:: Trabalho solicitado ::
1: De acordo com o texto sobre desacoplamento, quantas toneladas por ano a pessoa média na Índia consome atualmente?
2: Transcreva literalmente a parte do texto sobre desacoplamento situada entre "Nos campos econômico" e "de muito debate.", ambos incluídos.

:: Trecho do texto ::
------------------------------------------------

Desacoplamento, no contexto econômico-ambiental, se refere à capacidade de uma economia crescer sem aumentar a pressão ambiental correspondente. De forma geral, o aumento do produto interno bruto (PIB) está associado ao aumento da pressão ambiental, como a emissão de poluentes. O desacoplamento de uma economia seria capaz de sustentar crescimento econômico reduzindo o uso de recursos naturais, como a água ou os combustíveis fósseis , e desvinculando a degradação ambiental.[1]

O desacoplamento é frequentemente medido pela intensidade de emissão de poluentes da produção econômica[1] (vide fator de emissão). Exemplos de desacoplamento absoluto a longo prazo são raros, mas alguns países industrializados recentemente têm desacoplado o crescimento do PIB tanto das emissões de CO2 baseadas na produção quanto, em menor medida, do consumo.[2]

Em países e mercados econômicos onde o desacoplamento pode ser identificado, uma explicação possível é a transição para uma economia de serviços, como sugere a curva de Kuznets ambiental.[3] Em 2002, a OCDE definiu o termo desacoplamento como a "quebra do vínculo entre mazelas ambientais e bens econômicos", de forma que as taxas de aumento da riqueza são maiores do que as taxas de aumento de impactos ambientais.[4]

Relevância[editar | editar código-fonte]

Historicamente, houve uma correlação próxima entre o crescimento econômico e a degradação ambiental: à medida que as comunidades crescem em tamanho e prosperidade, o meio ambiente declina. Essa tendência é claramente demonstrada em gráficos de números de população humana, crescimento econômico e indicadores ambientais.[5] Há uma preocupação de que, a menos que o uso de recursos seja controlado, a civilização global moderna seguirá o caminho de civilizações antigas que entraram em colapso devido à sobre-exploração de sua base de recursos.[6][7] Enquanto a economia convencional se preocupa principalmente com o crescimento econômico e a alocação eficiente de recursos, a economia ecológica tem o objetivo explícito de escala sustentável (em vez de crescimento contínuo), distribuição justa e alocação eficiente.[8][9]

Nos campos econômico e ambiental, o termo desacoplamento está se tornando cada vez mais usado no contexto da produção econômica e da qualidade ambiental. Quando usado dessa maneira, refere-se à capacidade de uma economia crescer sem aumentar a pressão ambiental correspondente. A economia ecológica inclui o estudo do metabolismo social, o fluxo de recursos que entram e saem do sistema econômico em relação à qualidade ambiental.[9][10] Uma economia que pode sustentar o crescimento do PIB sem prejudicar o meio ambiente é dita desacoplada. Como, se e em que medida isso pode ser alcançado é um assunto de muito debate.

Em 2011, o Painel Internacional de Recursos, hospedado pelo Programa das Nações Unidas para o Meio Ambiente (PNUMA), alertou que até 2050 a espécie humana poderia estar consumindo 140 bilhões de toneladas de minerais, minérios, combustíveis fósseis e biomassa por ano - três vezes sua taxa atual de consumo - a menos que as nações possam fazer tentativas sérias de desacoplamento.[1] O relatório observou que os cidadãos dos países desenvolvidos consomem em média 16 toneladas desses quatro recursos-chave por capita por ano (variando até 40 ou mais toneladas por pessoa em alguns países desenvolvidos). Em comparação, a pessoa média na Índia consome atualmente 4 toneladas por ano.

------------------------------------------------

:: Registros extraídos ::
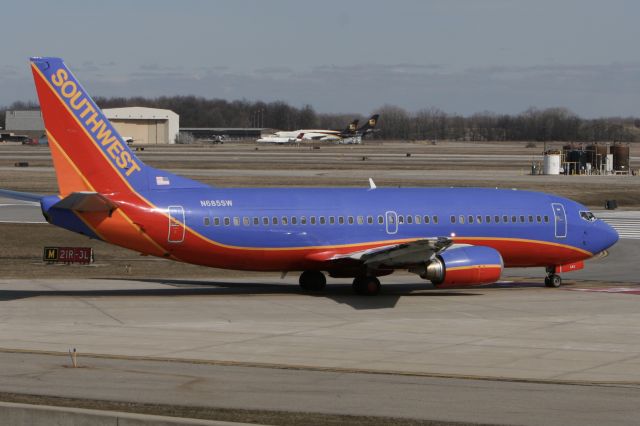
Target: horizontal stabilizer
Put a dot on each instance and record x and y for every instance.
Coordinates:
(24, 196)
(86, 202)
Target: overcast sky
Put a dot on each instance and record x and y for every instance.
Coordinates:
(462, 56)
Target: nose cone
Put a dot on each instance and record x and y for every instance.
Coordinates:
(606, 235)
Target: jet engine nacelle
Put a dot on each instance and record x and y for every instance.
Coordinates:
(464, 266)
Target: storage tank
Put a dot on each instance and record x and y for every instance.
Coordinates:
(597, 156)
(608, 165)
(620, 158)
(551, 163)
(576, 160)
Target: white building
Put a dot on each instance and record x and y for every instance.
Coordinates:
(145, 125)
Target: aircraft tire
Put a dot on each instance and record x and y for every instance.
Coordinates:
(366, 286)
(312, 281)
(553, 281)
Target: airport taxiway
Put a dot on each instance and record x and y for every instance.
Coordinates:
(263, 344)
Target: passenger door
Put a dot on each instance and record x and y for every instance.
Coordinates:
(560, 220)
(176, 224)
(391, 219)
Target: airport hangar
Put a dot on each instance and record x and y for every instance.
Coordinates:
(146, 126)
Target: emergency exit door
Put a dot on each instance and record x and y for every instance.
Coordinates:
(176, 224)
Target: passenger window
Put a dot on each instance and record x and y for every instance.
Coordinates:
(588, 216)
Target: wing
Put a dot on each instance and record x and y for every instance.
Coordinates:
(402, 255)
(86, 202)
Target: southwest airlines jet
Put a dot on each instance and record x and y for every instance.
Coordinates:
(449, 236)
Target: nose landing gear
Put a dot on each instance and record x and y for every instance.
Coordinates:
(552, 280)
(313, 281)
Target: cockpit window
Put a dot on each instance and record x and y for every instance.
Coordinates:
(588, 216)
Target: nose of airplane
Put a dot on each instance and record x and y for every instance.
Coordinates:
(607, 235)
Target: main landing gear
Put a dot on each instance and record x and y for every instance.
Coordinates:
(552, 280)
(366, 285)
(313, 281)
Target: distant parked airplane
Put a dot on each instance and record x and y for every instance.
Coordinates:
(297, 136)
(450, 236)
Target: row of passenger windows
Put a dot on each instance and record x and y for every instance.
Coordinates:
(369, 220)
(499, 219)
(319, 220)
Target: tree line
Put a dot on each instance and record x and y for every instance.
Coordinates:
(550, 124)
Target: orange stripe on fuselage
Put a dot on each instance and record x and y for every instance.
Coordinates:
(69, 178)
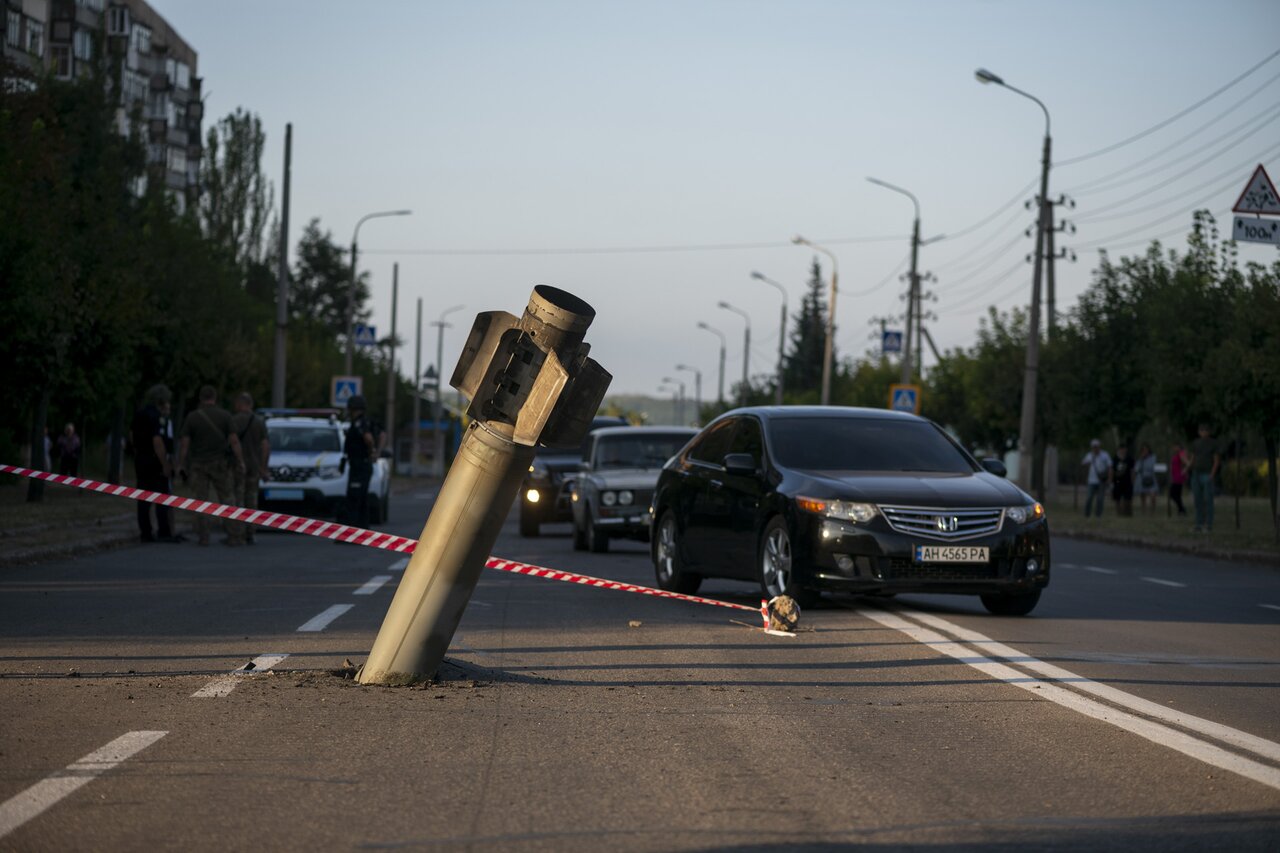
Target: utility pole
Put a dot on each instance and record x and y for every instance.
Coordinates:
(1027, 423)
(391, 366)
(282, 281)
(417, 389)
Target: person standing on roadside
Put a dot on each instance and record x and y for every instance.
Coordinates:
(251, 432)
(359, 448)
(1206, 457)
(210, 441)
(68, 451)
(151, 463)
(1100, 474)
(1178, 477)
(1144, 484)
(1121, 482)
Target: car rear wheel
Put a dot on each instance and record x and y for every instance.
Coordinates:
(1011, 603)
(528, 523)
(777, 566)
(597, 539)
(667, 564)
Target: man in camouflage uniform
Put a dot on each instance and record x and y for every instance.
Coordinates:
(251, 432)
(209, 438)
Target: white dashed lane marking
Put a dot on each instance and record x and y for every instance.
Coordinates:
(321, 621)
(224, 684)
(1165, 583)
(374, 584)
(22, 807)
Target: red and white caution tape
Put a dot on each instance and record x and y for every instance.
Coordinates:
(350, 534)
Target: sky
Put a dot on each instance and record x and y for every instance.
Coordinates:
(650, 155)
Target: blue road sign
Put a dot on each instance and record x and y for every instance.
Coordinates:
(343, 388)
(904, 398)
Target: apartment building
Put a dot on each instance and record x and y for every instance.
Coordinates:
(159, 91)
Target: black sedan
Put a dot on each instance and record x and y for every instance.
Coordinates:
(804, 500)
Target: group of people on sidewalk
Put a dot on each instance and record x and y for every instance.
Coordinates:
(215, 451)
(1127, 477)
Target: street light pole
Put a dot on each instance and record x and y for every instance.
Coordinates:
(680, 406)
(720, 388)
(1027, 424)
(417, 391)
(913, 295)
(351, 290)
(831, 316)
(746, 347)
(438, 437)
(782, 333)
(698, 391)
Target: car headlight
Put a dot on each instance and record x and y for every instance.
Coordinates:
(1024, 514)
(844, 510)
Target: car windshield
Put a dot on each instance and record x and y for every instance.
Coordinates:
(864, 445)
(636, 451)
(304, 439)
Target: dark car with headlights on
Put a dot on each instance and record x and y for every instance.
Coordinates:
(807, 500)
(615, 482)
(548, 487)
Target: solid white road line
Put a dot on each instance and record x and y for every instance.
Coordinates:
(1164, 583)
(224, 684)
(1153, 731)
(321, 621)
(22, 807)
(374, 584)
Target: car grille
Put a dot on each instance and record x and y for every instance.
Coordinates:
(938, 523)
(908, 570)
(291, 474)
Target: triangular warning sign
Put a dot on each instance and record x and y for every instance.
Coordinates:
(1260, 195)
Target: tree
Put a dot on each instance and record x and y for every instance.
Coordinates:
(803, 368)
(321, 282)
(236, 199)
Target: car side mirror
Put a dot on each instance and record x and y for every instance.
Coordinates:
(740, 464)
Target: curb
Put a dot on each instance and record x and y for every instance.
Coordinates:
(1192, 550)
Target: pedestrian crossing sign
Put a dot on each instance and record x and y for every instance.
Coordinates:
(343, 388)
(904, 398)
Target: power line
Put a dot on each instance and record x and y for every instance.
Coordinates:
(1216, 178)
(630, 250)
(1170, 119)
(1101, 183)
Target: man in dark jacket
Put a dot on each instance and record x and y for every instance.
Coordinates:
(151, 463)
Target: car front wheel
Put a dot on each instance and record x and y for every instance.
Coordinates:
(667, 564)
(1010, 603)
(777, 565)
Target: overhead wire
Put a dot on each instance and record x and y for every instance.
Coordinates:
(1165, 123)
(1234, 170)
(1105, 182)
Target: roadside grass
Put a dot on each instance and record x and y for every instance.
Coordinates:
(64, 516)
(1165, 527)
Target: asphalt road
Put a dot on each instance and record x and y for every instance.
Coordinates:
(1137, 708)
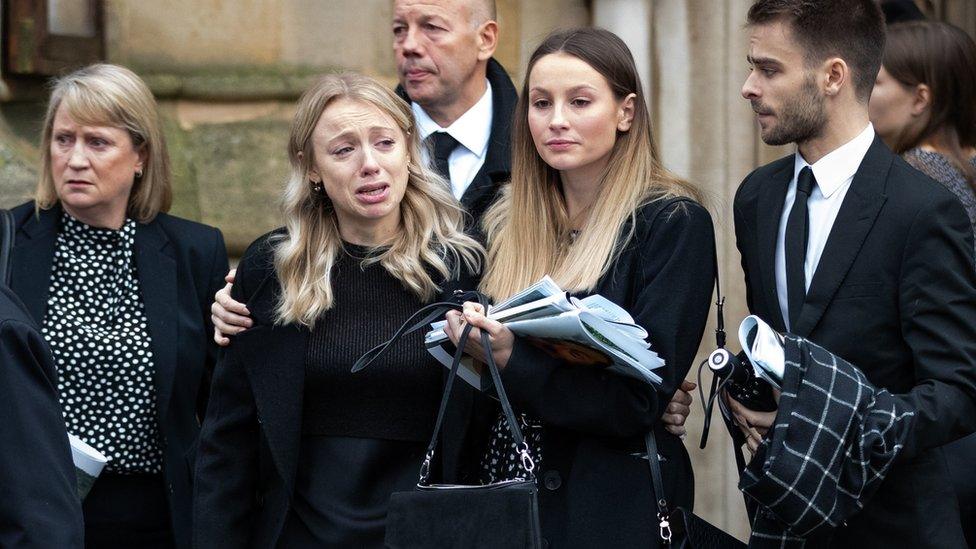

------------------------------------------------

:: Conjunto de respostas ::
1: 4 toneladas por ano.

2:
Nos campos econômico e ambiental, o termo desacoplamento está se tornando cada vez mais usado no contexto da produção econômica e da qualidade ambiental. Quando usado dessa maneira, refere-se à capacidade de uma economia crescer sem aumentar a pressão ambiental correspondente. A economia ecológica inclui o estudo do metabolismo social, o fluxo de recursos que entram e saem do sistema econômico em relação à qualidade ambiental.[9][10] Uma economia que pode sustentar o crescimento do PIB sem prejudicar o meio ambiente é dita desacoplada. Como, se e em que medida isso pode ser alcançado é um assunto de muito debate.